## Data records
•••

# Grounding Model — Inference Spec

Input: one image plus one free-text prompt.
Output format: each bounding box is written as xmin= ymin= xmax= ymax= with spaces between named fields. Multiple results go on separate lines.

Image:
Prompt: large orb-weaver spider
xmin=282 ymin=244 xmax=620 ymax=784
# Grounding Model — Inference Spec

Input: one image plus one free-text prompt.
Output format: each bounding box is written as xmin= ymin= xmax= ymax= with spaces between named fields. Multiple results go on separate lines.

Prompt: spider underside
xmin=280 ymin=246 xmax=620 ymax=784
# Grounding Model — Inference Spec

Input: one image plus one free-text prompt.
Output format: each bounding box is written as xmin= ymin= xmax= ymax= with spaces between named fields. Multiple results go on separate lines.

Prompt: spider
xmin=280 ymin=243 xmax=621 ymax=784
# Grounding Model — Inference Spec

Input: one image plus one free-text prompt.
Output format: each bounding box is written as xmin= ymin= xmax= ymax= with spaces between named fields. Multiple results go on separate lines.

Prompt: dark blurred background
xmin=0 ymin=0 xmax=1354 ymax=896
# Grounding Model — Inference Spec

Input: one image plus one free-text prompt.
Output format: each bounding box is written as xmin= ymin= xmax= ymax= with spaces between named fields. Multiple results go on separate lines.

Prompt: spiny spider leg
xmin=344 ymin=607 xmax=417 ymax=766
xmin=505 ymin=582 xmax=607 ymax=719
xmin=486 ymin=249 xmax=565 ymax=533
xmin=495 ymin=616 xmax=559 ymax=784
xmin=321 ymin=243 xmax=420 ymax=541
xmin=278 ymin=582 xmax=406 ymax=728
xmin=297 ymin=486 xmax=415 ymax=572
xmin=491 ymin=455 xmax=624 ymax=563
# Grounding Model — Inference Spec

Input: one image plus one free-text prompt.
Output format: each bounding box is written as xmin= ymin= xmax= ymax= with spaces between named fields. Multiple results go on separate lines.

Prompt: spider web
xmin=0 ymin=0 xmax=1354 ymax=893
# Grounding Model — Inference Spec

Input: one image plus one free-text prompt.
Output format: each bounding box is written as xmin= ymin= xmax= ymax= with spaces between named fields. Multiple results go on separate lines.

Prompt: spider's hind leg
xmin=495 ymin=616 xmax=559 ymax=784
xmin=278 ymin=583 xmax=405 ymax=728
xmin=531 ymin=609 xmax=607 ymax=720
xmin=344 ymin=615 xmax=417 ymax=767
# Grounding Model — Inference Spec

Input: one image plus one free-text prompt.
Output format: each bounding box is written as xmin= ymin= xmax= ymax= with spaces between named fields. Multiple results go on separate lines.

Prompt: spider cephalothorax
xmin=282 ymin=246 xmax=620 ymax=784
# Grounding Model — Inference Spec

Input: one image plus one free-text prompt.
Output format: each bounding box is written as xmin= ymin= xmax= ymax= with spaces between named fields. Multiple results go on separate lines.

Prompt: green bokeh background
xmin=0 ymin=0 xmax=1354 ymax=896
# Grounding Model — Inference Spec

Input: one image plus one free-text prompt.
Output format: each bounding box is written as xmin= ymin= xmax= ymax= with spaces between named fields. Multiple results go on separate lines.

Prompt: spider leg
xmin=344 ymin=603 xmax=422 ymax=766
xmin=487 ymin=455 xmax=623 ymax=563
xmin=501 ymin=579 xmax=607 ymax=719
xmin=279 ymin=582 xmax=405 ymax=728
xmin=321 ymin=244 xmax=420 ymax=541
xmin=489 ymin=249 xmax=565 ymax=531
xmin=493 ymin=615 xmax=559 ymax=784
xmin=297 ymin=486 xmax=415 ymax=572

•••

## What is asked
Scale the stretch of material from its start through the line containing "xmin=344 ymin=615 xmax=417 ymax=767", both ends included, by reproducing every line with each bounding-box coordinate multiplied by 1.6. Round each result to a whole number, with halves rounded up, and leave all other text unchanged.

## The completed task
# Grounding Model — Inference Spec

Input: one image plus one free-text prompt.
Output format: each bounding box is written as xmin= ymin= xmax= ymax= with spaces between named fields. Multiple results go on separate lines.

Image:
Prompt: large orb-weaver spider
xmin=451 ymin=390 xmax=992 ymax=1254
# Grounding Model — Inference Spec

Input: one image plus one free-text prompt.
Output format: each bounding box is written as xmin= ymin= xmax= ymax= with spaces between named fields. Multiple results go on separate lines.

Prompt: spider underside
xmin=448 ymin=394 xmax=992 ymax=1254
# Grounding Model — Inference Spec

Input: one image plus one free-text prompt.
Output format: each bounding box is written as xmin= ymin= xmax= ymax= with spaces between named fields. Multiple results go on separate lines.

Prompt: spider
xmin=448 ymin=389 xmax=994 ymax=1254
# Grounding Model — Inference Spec

Input: one image plus one free-text prompt.
Output format: each bounding box is written as xmin= ymin= xmax= ymax= with spaces between named fields. Multiple results go on separate lines.

Prompt: dark blurred background
xmin=0 ymin=0 xmax=2166 ymax=1434
# Grounding Model — Inference Spec

Input: one image plus one free-text prompt.
Output format: each bounding box is written as xmin= ymin= xmax= ymax= with spaces between named fields. Multiple results go on separate lines.

Prompt: spiny spider leg
xmin=550 ymin=971 xmax=667 ymax=1226
xmin=808 ymin=931 xmax=971 ymax=1150
xmin=778 ymin=398 xmax=904 ymax=853
xmin=792 ymin=986 xmax=894 ymax=1254
xmin=514 ymin=389 xmax=672 ymax=866
xmin=445 ymin=931 xmax=650 ymax=1165
xmin=475 ymin=778 xmax=664 ymax=915
xmin=786 ymin=728 xmax=998 ymax=901
# Grounding Model — Inference Spec

Input: one image plus one free-text prompt.
Output format: each bounding box is written as xmin= ymin= xmax= ymax= with spaces between named fields. Multiple results go on separate lines.

Prompt: spider web
xmin=0 ymin=0 xmax=2166 ymax=1429
# Grounding Model — Inference Spec

Input: one image plus one free-text prompt.
Output format: each bounding box is written as xmin= ymin= xmax= ymax= with spaces between named fields. Multiple results go on separate lines.

Prompt: spider's hind leg
xmin=792 ymin=986 xmax=894 ymax=1254
xmin=445 ymin=933 xmax=648 ymax=1165
xmin=850 ymin=974 xmax=971 ymax=1152
xmin=550 ymin=984 xmax=667 ymax=1227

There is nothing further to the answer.